WHAT THE HECK IS WRONG WITH YOU????????????????????????????

 

You need to be put in jail! For stalking people. For breaking up marriages. For being the lowest form of SCUM on the earth. No, I take that back. I'm doing SCUM an injustice by comparing it to you. You're the crap that comes out of the scum's butt. That's just how low I think of you. Don't get offended. It's just my personal opinion, as is the rest of this post. But reading your post made me realize that you are the lowest form of lowlife that I have ever heard about. So congratulations, you now rank my list of "low-life scum crap". Okay now that I got that out of the way, you need some major help. Talk to a counselor SOON. STOP CALLING THIS GUY BACK. First of all, call his wife up and tell her exactly how terrible of a person you are by telling her all your previous sneaky, conniving, immature and foolish actions.

*Source data:*
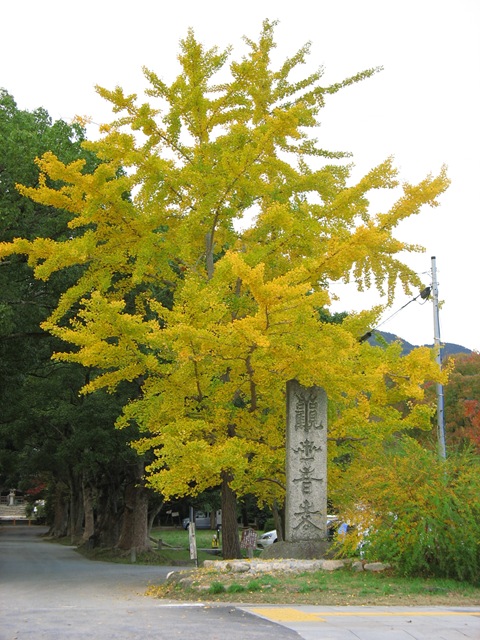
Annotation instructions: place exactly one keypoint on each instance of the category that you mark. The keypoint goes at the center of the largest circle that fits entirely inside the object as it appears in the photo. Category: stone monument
(306, 471)
(306, 463)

*Stated goal A:*
Answer these questions from the angry post, one line each:
(i) What three reasons does the writer give for why the reader should be put in jail?
(ii) Whom does the writer tell the reader to talk to soon?
(iii) Whom should the reader call first, according to the writer?
*Stated goal B:*
Extend the angry post from its last sentence, keeping the same voice.

*Task output A:*
(i) For stalking people, for breaking up marriages, and for being the lowest form of scum on the earth.
(ii) A counselor.
(iii) His wife.

*Task output B:*
How old are you anyway????? No wonder this guy broke up with you. You are CRAZY. Really crazy. I can't believe this guy ever dated you in the first place. What a waste of time for him. And now he has to deal with you, even after he dumped you. I feel SO incredibly sorry for him. I wish he had followed through on his actions when he said he would put you in jail if you harrassed him one more time. And what you are doing is called harrassment, plain and simple. Hopefully, he will realize (if he hasn't already) just how nutty and insane you are and call the cops and get a restraining order, or will report your telephone calls and make sure that the next time you call him or his wife, or make an effort to get in contact with either one in any way, that you will be charged for a crime.

 

I could not imagine that there are people that would stoop so low to ruin other people's lives and marriages. But after reading your post, I now realize it is true. Get some help, and leave those people alone.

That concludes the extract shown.